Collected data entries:
+++
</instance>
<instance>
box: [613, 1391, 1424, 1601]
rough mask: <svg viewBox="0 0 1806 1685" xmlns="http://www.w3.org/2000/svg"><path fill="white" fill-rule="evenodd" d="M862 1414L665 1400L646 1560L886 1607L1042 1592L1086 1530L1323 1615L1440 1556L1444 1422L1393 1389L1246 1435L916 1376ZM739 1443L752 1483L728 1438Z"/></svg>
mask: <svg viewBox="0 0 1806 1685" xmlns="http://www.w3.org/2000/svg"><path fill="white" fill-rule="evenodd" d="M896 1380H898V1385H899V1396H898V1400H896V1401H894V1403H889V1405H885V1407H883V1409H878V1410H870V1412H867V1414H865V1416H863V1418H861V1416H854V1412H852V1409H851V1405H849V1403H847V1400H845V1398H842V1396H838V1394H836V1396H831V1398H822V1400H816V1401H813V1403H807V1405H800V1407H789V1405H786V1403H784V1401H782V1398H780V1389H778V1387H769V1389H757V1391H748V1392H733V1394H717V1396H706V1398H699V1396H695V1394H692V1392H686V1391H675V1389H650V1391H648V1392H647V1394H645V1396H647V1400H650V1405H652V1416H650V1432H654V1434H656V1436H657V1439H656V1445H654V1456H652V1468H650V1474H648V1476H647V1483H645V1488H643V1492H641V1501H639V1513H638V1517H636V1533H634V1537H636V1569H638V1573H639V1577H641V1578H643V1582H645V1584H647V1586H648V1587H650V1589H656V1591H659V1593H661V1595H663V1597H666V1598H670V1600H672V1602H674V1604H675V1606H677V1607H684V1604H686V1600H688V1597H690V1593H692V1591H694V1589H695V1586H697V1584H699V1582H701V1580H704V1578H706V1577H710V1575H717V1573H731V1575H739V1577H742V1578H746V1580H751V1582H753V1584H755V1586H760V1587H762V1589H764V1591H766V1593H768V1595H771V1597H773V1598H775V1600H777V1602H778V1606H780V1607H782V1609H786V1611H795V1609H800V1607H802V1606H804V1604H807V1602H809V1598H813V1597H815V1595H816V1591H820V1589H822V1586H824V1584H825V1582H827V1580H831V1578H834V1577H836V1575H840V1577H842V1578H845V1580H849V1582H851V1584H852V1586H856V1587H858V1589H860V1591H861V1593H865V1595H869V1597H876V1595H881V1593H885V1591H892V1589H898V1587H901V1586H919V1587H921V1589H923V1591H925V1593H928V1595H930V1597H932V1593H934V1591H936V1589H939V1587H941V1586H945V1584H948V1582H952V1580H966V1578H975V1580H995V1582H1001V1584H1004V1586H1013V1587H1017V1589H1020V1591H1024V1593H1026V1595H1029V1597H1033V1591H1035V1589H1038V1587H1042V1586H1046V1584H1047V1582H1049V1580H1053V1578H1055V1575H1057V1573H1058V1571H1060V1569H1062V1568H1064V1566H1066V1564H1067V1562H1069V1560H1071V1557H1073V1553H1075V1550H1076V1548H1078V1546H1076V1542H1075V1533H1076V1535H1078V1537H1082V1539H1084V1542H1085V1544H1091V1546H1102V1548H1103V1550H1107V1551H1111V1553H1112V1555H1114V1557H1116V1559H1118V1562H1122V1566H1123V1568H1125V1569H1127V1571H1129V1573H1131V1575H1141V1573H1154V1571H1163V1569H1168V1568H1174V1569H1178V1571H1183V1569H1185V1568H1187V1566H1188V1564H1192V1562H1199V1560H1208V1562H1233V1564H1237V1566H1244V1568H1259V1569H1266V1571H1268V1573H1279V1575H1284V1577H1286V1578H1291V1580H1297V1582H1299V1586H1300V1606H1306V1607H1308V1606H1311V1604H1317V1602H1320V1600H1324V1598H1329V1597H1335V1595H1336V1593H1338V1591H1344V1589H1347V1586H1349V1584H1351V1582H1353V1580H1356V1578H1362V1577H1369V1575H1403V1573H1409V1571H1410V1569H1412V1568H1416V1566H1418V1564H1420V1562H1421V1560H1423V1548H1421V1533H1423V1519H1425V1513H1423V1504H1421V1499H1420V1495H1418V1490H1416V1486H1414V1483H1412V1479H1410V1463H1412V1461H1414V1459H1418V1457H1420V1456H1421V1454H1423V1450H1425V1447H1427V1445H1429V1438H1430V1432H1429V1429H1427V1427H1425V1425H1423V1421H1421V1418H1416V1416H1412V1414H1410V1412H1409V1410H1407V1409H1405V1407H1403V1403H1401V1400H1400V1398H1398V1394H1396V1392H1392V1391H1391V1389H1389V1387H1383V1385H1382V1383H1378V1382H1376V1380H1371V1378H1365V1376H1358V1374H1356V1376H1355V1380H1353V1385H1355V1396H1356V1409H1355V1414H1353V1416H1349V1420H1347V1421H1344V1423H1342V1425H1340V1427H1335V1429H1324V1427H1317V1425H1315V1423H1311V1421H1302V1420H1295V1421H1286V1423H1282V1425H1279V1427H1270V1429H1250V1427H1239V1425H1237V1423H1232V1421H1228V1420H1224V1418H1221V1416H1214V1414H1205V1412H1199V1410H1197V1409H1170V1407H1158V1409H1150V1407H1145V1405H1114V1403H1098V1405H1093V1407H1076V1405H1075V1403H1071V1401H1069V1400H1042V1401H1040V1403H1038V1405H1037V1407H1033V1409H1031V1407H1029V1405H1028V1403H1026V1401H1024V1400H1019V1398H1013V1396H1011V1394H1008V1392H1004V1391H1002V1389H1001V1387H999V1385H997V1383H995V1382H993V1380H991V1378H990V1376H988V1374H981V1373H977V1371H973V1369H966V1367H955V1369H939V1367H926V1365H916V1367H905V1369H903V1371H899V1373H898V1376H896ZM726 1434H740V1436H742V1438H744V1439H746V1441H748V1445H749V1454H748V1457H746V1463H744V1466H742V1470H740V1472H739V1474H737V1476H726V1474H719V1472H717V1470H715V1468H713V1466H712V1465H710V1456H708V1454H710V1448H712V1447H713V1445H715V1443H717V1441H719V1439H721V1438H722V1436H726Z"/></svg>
+++
Try it: Exact copies of all the lines above are required.

Written reply:
</instance>
<instance>
box: [613, 1391, 1424, 1601]
rough mask: <svg viewBox="0 0 1806 1685" xmlns="http://www.w3.org/2000/svg"><path fill="white" fill-rule="evenodd" d="M862 1414L665 1400L646 1560L886 1607L1042 1592L1086 1530L1323 1615L1440 1556L1444 1422L1393 1389L1246 1435L916 1376ZM739 1443L752 1483L728 1438Z"/></svg>
mask: <svg viewBox="0 0 1806 1685" xmlns="http://www.w3.org/2000/svg"><path fill="white" fill-rule="evenodd" d="M896 1380H898V1385H899V1396H898V1400H896V1401H894V1403H889V1405H885V1407H883V1409H878V1410H870V1412H867V1414H865V1416H863V1418H861V1416H854V1412H852V1409H851V1405H849V1403H847V1400H845V1398H842V1396H838V1394H836V1396H831V1398H822V1400H816V1401H813V1403H807V1405H800V1407H789V1405H786V1403H784V1401H782V1398H780V1389H778V1387H769V1389H757V1391H748V1392H733V1394H717V1396H706V1398H699V1396H695V1394H692V1392H686V1391H675V1389H650V1391H648V1392H647V1394H645V1396H647V1400H650V1405H652V1416H650V1432H654V1434H656V1436H657V1439H656V1445H654V1456H652V1468H650V1474H648V1476H647V1483H645V1488H643V1492H641V1501H639V1513H638V1517H636V1533H634V1537H636V1569H638V1573H639V1577H641V1578H643V1582H645V1584H647V1586H648V1587H650V1589H656V1591H659V1593H661V1595H663V1597H666V1598H670V1600H672V1602H674V1604H675V1606H677V1607H684V1604H686V1600H688V1597H690V1593H692V1591H694V1589H695V1586H697V1584H699V1582H701V1580H704V1578H706V1577H710V1575H717V1573H731V1575H739V1577H742V1578H746V1580H751V1582H753V1584H755V1586H760V1587H762V1589H764V1591H766V1593H768V1595H771V1597H773V1598H775V1600H777V1602H778V1606H780V1607H782V1609H786V1611H795V1609H800V1607H802V1606H804V1604H807V1602H809V1598H813V1597H815V1595H816V1591H820V1589H822V1586H824V1584H825V1582H827V1580H831V1578H834V1577H836V1575H840V1577H842V1578H845V1580H849V1582H851V1584H852V1586H856V1587H858V1589H860V1591H861V1593H865V1595H869V1597H876V1595H881V1593H885V1591H892V1589H898V1587H901V1586H919V1587H921V1589H923V1591H925V1593H928V1595H930V1597H932V1593H934V1591H936V1589H939V1587H941V1586H945V1584H948V1582H952V1580H966V1578H975V1580H995V1582H1001V1584H1004V1586H1013V1587H1017V1589H1020V1591H1024V1593H1026V1595H1029V1597H1033V1591H1035V1589H1038V1587H1042V1586H1046V1584H1047V1582H1049V1580H1053V1578H1055V1575H1057V1573H1058V1571H1060V1569H1062V1568H1064V1566H1066V1564H1067V1562H1069V1560H1071V1557H1073V1553H1075V1550H1076V1548H1078V1546H1076V1542H1075V1533H1076V1535H1078V1537H1082V1539H1084V1542H1085V1544H1091V1546H1102V1548H1103V1550H1107V1551H1111V1553H1112V1555H1114V1557H1116V1559H1118V1562H1122V1566H1123V1568H1125V1569H1127V1571H1129V1573H1131V1575H1141V1573H1154V1571H1163V1569H1168V1568H1174V1569H1178V1571H1183V1569H1185V1568H1187V1566H1188V1564H1192V1562H1199V1560H1208V1562H1233V1564H1237V1566H1244V1568H1259V1569H1266V1571H1268V1573H1279V1575H1284V1577H1286V1578H1291V1580H1297V1582H1299V1586H1300V1606H1306V1607H1308V1606H1311V1604H1317V1602H1320V1600H1324V1598H1329V1597H1335V1595H1336V1593H1338V1591H1344V1589H1347V1586H1349V1584H1351V1582H1353V1580H1356V1578H1362V1577H1369V1575H1403V1573H1409V1571H1410V1569H1412V1568H1416V1566H1418V1564H1420V1562H1421V1560H1423V1548H1421V1533H1423V1519H1425V1513H1423V1504H1421V1499H1420V1495H1418V1490H1416V1486H1414V1483H1412V1479H1410V1463H1412V1461H1414V1459H1418V1457H1420V1456H1421V1454H1423V1450H1425V1447H1427V1445H1429V1438H1430V1432H1429V1429H1427V1427H1425V1425H1423V1421H1421V1418H1416V1416H1412V1414H1410V1412H1409V1410H1407V1409H1405V1407H1403V1403H1401V1400H1400V1398H1398V1394H1396V1392H1392V1391H1391V1389H1389V1387H1383V1385H1382V1383H1378V1382H1376V1380H1371V1378H1365V1376H1358V1374H1356V1376H1355V1380H1353V1385H1355V1396H1356V1409H1355V1414H1353V1416H1349V1420H1347V1421H1344V1423H1342V1425H1340V1427H1335V1429H1324V1427H1317V1425H1315V1423H1311V1421H1302V1420H1295V1421H1286V1423H1282V1425H1279V1427H1270V1429H1250V1427H1239V1425H1237V1423H1232V1421H1228V1420H1224V1418H1221V1416H1214V1414H1205V1412H1199V1410H1197V1409H1170V1407H1158V1409H1150V1407H1145V1405H1114V1403H1098V1405H1093V1407H1076V1405H1075V1403H1071V1401H1069V1400H1042V1401H1040V1403H1038V1405H1037V1407H1033V1409H1031V1407H1029V1405H1028V1403H1026V1401H1024V1400H1019V1398H1013V1396H1011V1394H1008V1392H1004V1391H1002V1389H1001V1387H999V1385H997V1383H995V1382H993V1380H991V1378H990V1376H988V1374H981V1373H977V1371H973V1369H966V1367H955V1369H939V1367H926V1365H916V1367H905V1369H903V1371H899V1373H898V1376H896ZM726 1434H740V1436H742V1438H744V1439H746V1441H748V1445H749V1454H748V1457H746V1463H744V1466H742V1470H740V1472H739V1474H737V1476H726V1474H719V1472H717V1470H715V1468H713V1466H712V1465H710V1456H708V1454H710V1448H712V1447H713V1445H715V1443H717V1441H719V1439H721V1438H722V1436H726Z"/></svg>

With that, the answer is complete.